• Excerto da página:
================
Por outro lado, da leitura do projecto dos seus Estatutos (cfr. designadamente art. 2), bem como do seu Programa Político (cfr. Nota Introdutória, bem como o nº 1 - Nacionalismo - fls. 3 a 9 do mesmo Programa e o nº 2 A Constituição fls. 12 a 18 do referido Programa), não decorre que o novo partido seja um partido armado, nem de tipo militar, militarizado ou paramilitar, ou que perfilhe, necessariamente, a ideologia fascista.
10. Já relativamente, porém, à apreciação do facto de o Partido da Liberdade poder ser, ou não, considerado um partido racista, se crê de usar de maior prudência, em face do disposto no nº 1.1.2. do Programa Político (cfr. fls. 4 do mesmo Programa):
1.1.2. Etnia
Consideramos como etnicamente identificativo do Povo Português a Ascendência Portuguesa, o nascimento em Território Português, a utilização do Idioma Português como Língua Mãe, o culto da História Pátria, e a afinidade com a Cultura e as Tradições, nomeadamente as Religiosas.
O PL proporá:
A adopção, a interiorização e a divulgação do conceito de etnia, por conveniente no vínculo com a Pátria;
Considerar muito relevante o presente conceito de etnia na atribuição da nacionalidade.
11. Sobretudo se se atentar no que, mais adiante, se escreve, por exemplo, em matéria de 2.5. Nacionalidade (cfr. fls. 17 e 18 do Programa):
Consideramos Português todo aquele que nasceu em território português, filho de pais portugueses.
O PL proporá:
O jus sanguinis como principal critério da nacionalidade;
.
A regulamentação, muitíssimo criteriosa, da aquisição da nacionalidade, enfatizando eventuais serviços relevantes prestados a Portugal;
A rejeição da aquisição da nacionalidade pelo casamento ou união de facto, e por simples permanência.
12. Ou o que se escreve, igualmente, em matéria de 4.14. Migrações (fls. 36 e 37 do Programa):
O PL proporá, entre outras, as seguintes medidas:
Regulamentar, reduzindo-o, o reagrupamento familiar e estabelecer um regime de contratos de trabalho para imigrantes trabalhadores não especializados, que tipifique o regresso;
Expulsar efectivamente os estrangeiros em situação ilegal ou que, mesmo legais, tenham sido condenados por actos criminosos;
Estabelecer, como condição para o exercício de qualquer actividade de estrangeiros, a aceitação dos nossos usos e costumes e o respeito pelas nossas tradições e religião.
================
• Entradas:
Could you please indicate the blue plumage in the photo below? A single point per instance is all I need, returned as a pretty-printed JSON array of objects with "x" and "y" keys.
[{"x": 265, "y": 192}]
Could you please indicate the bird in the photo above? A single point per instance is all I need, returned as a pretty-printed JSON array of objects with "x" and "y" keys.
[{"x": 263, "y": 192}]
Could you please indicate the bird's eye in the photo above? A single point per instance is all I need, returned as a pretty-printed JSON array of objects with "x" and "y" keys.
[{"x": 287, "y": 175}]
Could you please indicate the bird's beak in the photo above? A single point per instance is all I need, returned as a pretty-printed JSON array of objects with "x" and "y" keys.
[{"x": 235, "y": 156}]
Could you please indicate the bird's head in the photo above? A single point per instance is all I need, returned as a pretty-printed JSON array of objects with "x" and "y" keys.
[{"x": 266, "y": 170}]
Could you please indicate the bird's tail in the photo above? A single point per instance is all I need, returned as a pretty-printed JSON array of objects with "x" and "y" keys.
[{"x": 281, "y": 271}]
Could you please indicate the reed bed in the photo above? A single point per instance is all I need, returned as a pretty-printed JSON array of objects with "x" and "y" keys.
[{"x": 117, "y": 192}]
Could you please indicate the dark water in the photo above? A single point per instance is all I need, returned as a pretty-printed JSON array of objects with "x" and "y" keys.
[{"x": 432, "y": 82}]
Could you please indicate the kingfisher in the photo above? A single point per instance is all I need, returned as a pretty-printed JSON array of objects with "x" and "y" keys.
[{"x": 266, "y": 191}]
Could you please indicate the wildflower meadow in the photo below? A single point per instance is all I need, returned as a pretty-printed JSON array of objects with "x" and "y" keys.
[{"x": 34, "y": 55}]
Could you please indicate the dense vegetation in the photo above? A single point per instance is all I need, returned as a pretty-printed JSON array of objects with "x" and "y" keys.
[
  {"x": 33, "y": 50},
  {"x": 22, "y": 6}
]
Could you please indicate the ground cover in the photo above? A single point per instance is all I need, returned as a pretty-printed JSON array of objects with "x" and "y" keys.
================
• Tarefa proposta 1:
Devolva, do excerto sobre o Partido da Liberdade, o trecho que vai de "Por outro lado, da" até "a ideologia fascista.", inclusive.
• Tarefa proposta 2:
Segundo o excerto sobre o Partido da Liberdade, por que motivo o PL proporá "A adopção, a interiorização e a divulgação do conceito de etnia"? Responda em uma a três frases.
• Tarefa proposta 3:
Enumere todos os elementos que, no excerto sobre o Partido da Liberdade, o ponto 1.1.2. Etnia considera etnicamente identificativos do Povo Português.
As entradas não contam para nada do que aqui se pede.

• Resposta final 1:
Por outro lado, da leitura do projecto dos seus Estatutos (cfr. designadamente art. 2), bem como do seu Programa Político (cfr. Nota Introdutória, bem como o nº 1 - Nacionalismo - fls. 3 a 9 do mesmo Programa e o nº 2 A Constituição fls. 12 a 18 do referido Programa), não decorre que o novo partido seja um partido armado, nem de tipo militar, militarizado ou paramilitar, ou que perfilhe, necessariamente, a ideologia fascista.

• Resposta final 2:
Porque considera esse conceito de etnia conveniente no vínculo com a Pátria.

• Resposta final 3:
- A Ascendência Portuguesa
- O nascimento em Território Português
- A utilização do Idioma Português como Língua Mãe
- O culto da História Pátria
- A afinidade com a Cultura e as Tradições, nomeadamente as Religiosas